(Extracted records)
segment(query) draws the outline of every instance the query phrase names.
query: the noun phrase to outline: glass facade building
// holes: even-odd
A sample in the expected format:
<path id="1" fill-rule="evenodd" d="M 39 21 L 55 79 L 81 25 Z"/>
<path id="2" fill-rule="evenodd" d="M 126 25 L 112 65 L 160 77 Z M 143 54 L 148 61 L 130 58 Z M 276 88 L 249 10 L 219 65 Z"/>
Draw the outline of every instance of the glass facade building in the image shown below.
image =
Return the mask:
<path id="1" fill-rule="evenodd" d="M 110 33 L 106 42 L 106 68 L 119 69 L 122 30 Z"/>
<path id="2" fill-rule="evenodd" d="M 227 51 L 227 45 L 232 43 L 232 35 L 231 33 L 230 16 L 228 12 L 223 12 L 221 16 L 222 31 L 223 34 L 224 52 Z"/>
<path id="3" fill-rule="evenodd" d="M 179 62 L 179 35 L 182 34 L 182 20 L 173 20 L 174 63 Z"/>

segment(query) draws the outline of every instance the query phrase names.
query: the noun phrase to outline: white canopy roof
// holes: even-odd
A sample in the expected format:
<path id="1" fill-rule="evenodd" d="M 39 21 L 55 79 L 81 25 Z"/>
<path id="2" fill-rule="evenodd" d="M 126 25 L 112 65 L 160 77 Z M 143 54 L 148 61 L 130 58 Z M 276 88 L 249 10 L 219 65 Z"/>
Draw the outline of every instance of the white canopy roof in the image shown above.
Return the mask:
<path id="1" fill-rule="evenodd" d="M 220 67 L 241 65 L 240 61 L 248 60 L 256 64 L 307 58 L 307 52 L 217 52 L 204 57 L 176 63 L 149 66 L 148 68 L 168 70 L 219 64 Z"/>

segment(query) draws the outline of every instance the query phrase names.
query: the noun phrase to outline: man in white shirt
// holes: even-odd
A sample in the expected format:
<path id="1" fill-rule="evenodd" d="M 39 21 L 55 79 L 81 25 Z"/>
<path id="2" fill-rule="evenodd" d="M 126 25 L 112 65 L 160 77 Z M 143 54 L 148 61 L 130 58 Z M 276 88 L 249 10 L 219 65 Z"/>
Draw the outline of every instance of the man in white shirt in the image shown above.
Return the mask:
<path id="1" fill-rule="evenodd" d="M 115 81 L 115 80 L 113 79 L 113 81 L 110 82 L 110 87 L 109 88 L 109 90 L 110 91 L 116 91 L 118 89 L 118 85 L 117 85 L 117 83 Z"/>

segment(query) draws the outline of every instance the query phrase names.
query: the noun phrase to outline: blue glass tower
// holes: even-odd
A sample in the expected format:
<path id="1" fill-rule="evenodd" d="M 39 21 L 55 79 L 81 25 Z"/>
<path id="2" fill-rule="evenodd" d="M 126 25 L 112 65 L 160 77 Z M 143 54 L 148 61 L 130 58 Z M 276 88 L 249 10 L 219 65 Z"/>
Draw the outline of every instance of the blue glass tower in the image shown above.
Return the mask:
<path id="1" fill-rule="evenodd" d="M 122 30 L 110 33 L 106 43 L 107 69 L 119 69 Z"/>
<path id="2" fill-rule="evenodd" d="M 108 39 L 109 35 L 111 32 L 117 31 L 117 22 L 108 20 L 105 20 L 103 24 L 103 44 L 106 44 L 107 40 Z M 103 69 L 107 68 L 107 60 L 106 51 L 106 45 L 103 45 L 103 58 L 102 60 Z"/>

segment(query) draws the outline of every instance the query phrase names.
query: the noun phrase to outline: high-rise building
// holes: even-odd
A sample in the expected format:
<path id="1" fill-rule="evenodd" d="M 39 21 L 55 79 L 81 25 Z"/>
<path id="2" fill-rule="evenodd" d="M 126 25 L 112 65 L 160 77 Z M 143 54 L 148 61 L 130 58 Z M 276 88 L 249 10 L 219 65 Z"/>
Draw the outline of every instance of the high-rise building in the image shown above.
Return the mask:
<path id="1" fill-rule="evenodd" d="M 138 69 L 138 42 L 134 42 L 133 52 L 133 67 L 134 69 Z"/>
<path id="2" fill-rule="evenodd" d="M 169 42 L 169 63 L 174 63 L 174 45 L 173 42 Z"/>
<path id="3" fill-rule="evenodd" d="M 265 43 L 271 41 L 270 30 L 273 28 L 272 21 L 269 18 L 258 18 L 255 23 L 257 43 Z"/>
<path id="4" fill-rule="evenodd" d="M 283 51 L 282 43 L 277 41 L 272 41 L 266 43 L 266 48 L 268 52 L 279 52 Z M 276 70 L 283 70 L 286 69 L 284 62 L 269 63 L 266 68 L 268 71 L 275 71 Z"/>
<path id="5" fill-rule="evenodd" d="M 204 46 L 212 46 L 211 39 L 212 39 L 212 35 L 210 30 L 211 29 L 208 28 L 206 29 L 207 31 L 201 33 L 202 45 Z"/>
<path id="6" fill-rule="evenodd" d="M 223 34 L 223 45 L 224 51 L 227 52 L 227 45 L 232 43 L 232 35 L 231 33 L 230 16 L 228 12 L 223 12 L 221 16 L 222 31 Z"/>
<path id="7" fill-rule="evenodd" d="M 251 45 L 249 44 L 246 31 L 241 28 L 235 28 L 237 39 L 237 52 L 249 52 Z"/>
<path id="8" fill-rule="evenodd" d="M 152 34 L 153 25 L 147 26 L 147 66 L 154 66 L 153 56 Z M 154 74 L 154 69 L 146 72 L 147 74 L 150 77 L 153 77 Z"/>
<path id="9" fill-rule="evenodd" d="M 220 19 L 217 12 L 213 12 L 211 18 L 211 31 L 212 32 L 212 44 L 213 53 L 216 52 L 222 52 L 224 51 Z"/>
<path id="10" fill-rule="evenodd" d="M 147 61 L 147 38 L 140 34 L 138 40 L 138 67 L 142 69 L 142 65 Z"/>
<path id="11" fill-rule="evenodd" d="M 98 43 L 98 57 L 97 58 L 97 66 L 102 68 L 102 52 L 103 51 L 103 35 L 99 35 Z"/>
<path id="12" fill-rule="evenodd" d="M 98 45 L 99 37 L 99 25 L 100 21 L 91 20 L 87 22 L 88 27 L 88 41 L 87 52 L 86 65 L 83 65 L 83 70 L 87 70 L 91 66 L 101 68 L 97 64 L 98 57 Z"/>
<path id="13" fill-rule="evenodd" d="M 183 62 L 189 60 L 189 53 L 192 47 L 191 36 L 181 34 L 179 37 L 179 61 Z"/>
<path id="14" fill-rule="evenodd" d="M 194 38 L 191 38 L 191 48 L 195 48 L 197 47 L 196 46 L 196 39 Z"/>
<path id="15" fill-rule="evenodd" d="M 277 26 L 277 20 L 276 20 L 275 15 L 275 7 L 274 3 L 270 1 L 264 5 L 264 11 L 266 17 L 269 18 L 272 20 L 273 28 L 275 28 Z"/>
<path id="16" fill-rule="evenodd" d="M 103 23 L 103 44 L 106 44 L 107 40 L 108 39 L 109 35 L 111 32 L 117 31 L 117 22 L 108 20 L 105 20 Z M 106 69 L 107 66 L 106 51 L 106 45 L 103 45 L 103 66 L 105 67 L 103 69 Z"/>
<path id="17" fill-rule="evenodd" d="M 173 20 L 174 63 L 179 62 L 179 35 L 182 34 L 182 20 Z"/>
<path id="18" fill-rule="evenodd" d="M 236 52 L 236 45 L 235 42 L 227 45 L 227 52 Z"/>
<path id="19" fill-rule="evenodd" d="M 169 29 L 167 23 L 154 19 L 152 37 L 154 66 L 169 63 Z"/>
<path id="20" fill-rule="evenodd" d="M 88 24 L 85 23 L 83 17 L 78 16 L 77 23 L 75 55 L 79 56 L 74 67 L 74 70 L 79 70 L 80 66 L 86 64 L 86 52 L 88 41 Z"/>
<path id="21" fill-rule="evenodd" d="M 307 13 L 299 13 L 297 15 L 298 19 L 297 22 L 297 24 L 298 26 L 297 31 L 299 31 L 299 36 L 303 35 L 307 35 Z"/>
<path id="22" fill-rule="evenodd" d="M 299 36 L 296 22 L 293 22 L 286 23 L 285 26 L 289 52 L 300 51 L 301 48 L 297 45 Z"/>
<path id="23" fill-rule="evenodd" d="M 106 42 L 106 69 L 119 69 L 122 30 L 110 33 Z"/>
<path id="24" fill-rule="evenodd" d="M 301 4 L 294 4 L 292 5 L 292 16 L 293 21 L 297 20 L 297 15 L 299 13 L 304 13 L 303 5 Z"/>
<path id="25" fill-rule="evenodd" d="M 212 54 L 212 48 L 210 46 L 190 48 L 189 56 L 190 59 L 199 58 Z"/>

Given request
Write out, unchanged, the rows from the start of the extracted records through the line that contains "33 L 106 42".

Solution to the problem
segment(query) draws the outline of every instance the query phrase names.
query: the noun phrase to outline: glass facade building
// holes: even-odd
A sample in the expected format:
<path id="1" fill-rule="evenodd" d="M 39 21 L 55 79 L 81 25 Z"/>
<path id="2" fill-rule="evenodd" d="M 126 25 L 112 65 L 160 77 Z M 143 54 L 148 61 L 130 58 Z M 276 88 L 249 10 L 219 65 Z"/>
Draw the outline of every instance of the glass facade building in the image shown below.
image =
Return the mask:
<path id="1" fill-rule="evenodd" d="M 110 33 L 106 42 L 106 68 L 119 69 L 122 30 Z"/>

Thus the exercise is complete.